[Your instructions]:
Repeat exactly, and only, the lines from the line containing "# point at: white collared" through the last line of the records below, including both.

[Listed entries]:
-*-*-
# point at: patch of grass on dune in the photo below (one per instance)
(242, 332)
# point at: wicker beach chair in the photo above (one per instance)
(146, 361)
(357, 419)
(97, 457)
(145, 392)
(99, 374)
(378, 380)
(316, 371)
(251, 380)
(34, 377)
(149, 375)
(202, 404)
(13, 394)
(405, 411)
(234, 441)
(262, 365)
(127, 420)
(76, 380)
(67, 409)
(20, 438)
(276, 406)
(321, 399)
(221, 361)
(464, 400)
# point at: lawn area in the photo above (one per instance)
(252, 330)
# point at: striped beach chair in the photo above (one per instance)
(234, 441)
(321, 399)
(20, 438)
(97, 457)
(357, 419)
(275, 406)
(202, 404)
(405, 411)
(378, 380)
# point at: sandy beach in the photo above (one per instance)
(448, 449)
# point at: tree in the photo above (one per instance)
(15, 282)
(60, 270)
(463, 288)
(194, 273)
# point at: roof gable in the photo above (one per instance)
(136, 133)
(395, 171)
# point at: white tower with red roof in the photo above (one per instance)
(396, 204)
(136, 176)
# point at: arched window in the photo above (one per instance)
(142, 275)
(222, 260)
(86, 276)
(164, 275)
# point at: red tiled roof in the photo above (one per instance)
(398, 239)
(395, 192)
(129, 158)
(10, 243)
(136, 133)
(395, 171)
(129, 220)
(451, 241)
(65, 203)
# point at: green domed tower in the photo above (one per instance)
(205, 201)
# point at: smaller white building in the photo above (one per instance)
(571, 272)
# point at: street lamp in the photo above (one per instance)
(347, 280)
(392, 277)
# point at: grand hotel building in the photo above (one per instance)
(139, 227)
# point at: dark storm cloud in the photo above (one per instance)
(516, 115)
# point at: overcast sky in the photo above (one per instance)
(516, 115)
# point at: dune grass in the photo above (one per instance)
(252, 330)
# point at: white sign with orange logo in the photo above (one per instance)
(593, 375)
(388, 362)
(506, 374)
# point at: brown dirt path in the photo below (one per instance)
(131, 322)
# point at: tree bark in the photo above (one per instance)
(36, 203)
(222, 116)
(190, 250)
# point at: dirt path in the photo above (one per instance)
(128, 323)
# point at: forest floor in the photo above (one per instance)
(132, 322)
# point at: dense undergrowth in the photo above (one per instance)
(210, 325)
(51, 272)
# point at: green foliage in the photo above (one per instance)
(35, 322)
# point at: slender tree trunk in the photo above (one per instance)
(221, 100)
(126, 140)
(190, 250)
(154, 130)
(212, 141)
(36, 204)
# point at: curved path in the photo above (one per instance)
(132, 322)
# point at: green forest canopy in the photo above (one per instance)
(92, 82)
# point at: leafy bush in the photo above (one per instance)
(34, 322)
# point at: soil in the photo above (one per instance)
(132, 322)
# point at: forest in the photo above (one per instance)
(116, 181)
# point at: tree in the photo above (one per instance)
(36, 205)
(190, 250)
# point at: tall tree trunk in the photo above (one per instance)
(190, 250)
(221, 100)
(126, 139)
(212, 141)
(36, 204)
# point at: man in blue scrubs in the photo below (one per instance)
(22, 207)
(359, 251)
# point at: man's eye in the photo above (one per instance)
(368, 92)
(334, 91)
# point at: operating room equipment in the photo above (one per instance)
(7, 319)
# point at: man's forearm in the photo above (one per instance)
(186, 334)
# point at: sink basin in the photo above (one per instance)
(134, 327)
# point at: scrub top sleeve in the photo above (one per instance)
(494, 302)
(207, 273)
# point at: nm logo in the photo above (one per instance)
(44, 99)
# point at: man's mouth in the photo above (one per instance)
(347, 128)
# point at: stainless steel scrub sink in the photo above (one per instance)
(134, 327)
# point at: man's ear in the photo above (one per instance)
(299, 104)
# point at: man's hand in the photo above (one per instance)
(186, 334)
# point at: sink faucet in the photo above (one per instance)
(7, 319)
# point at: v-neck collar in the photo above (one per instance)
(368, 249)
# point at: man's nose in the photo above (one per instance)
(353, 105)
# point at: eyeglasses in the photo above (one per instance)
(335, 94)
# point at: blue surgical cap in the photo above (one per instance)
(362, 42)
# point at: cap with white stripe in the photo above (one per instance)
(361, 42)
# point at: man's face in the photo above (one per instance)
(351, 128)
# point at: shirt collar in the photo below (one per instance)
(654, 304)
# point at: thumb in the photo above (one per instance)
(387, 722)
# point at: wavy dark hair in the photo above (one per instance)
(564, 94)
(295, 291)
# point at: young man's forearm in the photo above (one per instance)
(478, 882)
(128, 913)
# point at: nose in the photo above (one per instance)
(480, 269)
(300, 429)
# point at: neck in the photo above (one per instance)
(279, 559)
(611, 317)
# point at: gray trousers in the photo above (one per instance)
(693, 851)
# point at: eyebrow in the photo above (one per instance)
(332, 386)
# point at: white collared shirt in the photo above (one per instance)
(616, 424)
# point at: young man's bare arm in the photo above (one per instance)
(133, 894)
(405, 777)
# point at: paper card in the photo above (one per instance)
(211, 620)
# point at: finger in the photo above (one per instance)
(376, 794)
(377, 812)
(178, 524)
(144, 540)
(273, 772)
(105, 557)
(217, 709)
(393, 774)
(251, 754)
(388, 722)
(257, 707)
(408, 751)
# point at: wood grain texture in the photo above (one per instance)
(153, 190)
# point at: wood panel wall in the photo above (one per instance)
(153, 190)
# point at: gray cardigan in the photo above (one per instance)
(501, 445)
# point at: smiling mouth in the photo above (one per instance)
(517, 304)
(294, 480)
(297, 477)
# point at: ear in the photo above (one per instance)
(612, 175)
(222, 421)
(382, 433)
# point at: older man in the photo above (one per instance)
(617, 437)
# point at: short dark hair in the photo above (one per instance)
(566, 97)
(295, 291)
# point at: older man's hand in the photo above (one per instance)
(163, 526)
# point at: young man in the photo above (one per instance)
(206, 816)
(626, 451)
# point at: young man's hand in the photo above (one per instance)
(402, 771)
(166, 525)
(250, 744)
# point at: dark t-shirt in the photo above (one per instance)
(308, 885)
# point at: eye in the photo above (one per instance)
-*-*-
[Exercise result]:
# point at: white collared shirt in the photo above (one per instance)
(616, 424)
# point at: young man's bare arm in the photo above (one per instance)
(133, 894)
(405, 777)
# point at: paper card in the photo above (one per instance)
(211, 620)
# point at: finger in the photo above (one per instance)
(376, 794)
(377, 812)
(178, 524)
(144, 540)
(273, 772)
(105, 557)
(217, 709)
(393, 774)
(251, 754)
(388, 722)
(257, 707)
(408, 751)
# point at: wood grain texture in the photo above (one per instance)
(153, 190)
# point at: wood panel wall in the photo above (one per instance)
(153, 190)
# point at: gray cardigan in the photo above (one per instance)
(501, 445)
# point at: smiling mouth in the photo above (one per instance)
(517, 304)
(294, 480)
(297, 477)
# point at: ear in the photo above (one per instance)
(612, 175)
(222, 421)
(382, 433)
# point at: older man in the photo above (one per instance)
(617, 437)
# point at: short dark hair in the photo above (one per instance)
(566, 97)
(295, 291)
# point at: older man's hand in the photo above (one per instance)
(163, 526)
# point at: young man in the photo above (one per instance)
(206, 816)
(626, 451)
# point at: young man's hand in the photo above (one per instance)
(402, 771)
(166, 525)
(250, 744)
# point at: dark t-shirt in the photo above (one per instance)
(308, 885)
# point at: eye in the photo above (one per instance)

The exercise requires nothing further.